YOUR OBJECTIVE: In the records below, find the line with "Target: metal crash barrier rail", then retype it and every following line exactly, stopping after the line with "Target: silhouetted treeline". Leave the pictures out.
(DATA EXCERPTS)
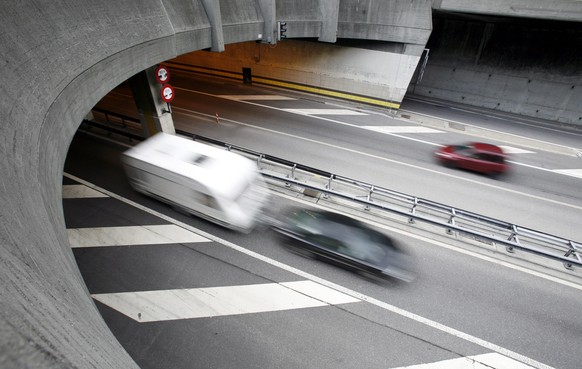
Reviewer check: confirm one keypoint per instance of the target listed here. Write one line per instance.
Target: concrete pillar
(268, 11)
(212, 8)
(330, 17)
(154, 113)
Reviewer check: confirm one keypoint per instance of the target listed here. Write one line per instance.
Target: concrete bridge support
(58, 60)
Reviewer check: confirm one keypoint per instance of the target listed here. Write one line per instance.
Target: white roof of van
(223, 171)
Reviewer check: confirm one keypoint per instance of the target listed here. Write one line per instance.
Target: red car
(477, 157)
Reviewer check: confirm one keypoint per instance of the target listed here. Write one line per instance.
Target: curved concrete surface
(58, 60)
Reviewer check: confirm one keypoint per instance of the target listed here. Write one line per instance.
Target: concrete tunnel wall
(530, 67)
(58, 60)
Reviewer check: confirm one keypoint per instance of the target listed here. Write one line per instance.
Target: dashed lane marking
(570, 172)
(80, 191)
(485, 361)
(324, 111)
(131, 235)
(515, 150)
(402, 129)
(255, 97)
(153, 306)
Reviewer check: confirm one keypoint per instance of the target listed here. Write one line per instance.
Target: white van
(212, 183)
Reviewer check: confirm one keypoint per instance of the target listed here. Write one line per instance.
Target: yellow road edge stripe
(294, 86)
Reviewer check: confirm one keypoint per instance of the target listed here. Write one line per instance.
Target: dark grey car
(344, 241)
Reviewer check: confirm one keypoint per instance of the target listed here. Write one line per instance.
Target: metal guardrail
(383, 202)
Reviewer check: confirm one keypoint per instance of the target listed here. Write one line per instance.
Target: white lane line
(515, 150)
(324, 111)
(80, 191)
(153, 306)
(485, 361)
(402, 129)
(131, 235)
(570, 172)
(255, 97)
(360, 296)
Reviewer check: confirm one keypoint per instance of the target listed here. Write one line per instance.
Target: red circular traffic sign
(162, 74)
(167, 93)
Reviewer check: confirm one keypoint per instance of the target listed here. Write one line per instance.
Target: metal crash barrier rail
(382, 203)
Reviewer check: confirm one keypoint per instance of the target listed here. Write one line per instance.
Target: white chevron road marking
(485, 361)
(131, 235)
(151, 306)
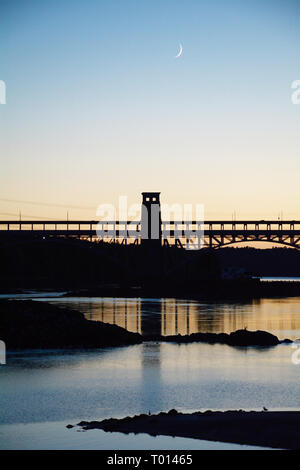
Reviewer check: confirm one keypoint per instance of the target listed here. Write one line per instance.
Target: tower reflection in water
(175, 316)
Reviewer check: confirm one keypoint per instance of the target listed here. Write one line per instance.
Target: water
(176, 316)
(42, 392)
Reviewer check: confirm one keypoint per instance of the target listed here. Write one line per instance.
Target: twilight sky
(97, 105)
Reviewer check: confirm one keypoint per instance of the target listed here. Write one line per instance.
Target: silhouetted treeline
(End DATA EXCERPTS)
(DATA EXCERPTS)
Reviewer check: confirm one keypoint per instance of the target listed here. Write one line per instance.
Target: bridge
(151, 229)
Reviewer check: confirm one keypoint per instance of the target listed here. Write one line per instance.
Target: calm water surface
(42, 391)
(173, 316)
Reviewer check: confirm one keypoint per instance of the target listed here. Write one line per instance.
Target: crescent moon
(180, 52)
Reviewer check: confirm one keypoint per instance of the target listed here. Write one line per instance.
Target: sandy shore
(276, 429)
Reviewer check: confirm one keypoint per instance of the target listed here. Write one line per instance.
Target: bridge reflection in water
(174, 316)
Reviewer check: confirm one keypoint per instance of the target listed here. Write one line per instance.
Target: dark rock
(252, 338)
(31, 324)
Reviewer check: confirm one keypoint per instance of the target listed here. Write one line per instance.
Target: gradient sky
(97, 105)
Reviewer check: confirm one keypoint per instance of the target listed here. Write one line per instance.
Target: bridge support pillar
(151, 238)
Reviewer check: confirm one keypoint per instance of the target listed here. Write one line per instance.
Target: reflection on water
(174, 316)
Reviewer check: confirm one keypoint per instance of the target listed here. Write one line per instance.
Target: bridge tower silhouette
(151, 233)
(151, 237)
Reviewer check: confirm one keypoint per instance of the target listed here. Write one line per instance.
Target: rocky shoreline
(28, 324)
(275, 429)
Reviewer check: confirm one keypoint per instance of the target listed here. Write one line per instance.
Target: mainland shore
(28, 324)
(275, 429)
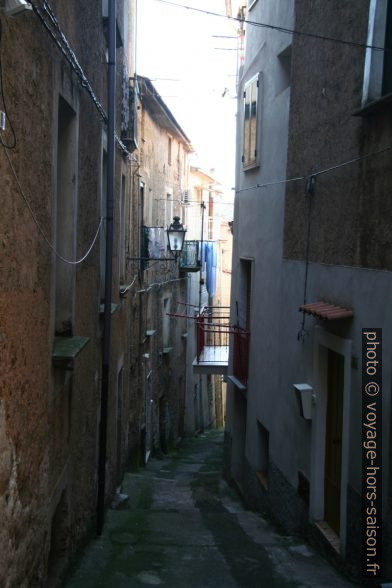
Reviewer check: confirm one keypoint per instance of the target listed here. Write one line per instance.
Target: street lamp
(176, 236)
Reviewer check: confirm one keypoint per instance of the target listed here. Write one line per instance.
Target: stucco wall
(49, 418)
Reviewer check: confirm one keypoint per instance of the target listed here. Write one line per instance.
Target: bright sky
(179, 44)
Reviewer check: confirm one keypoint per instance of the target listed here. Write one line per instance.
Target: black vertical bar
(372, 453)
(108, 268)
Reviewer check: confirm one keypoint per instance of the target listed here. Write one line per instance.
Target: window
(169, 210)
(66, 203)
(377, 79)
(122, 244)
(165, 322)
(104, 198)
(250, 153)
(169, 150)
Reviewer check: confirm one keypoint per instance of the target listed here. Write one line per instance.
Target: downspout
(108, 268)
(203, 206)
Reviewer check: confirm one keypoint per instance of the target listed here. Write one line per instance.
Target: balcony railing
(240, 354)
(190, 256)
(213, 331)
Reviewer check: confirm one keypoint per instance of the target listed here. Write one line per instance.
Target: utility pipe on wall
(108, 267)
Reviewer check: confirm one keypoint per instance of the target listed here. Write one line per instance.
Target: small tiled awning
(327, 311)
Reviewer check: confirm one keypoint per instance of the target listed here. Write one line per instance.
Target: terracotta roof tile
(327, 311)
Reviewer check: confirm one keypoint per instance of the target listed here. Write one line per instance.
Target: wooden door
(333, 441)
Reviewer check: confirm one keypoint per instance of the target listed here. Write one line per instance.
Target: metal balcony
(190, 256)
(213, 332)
(End DATA EXCERPTS)
SOLVED PROBLEM:
Target: metal crash barrier rail
(382, 203)
Reviewer check: confirm one keypoint per instance of the target listed here. Write one line per instance.
Target: white chevron road marking
(485, 361)
(131, 235)
(151, 306)
Reviewer check: confirm one keypoint per instance of the target listed here. Write one line per instance.
Target: tower reflection in water
(175, 316)
Reviewer check: confirm one keypoint per instance of the target listed here. Write one line per instance.
Target: water
(176, 316)
(42, 392)
Reviewer check: confirm one keypoint per instance of the target listed here. Write one line per instance.
Target: twilight sky
(97, 105)
Reviewer check: confirm one keypoint per instance of the target listed here. Write one line per instance.
Target: silhouetted treeline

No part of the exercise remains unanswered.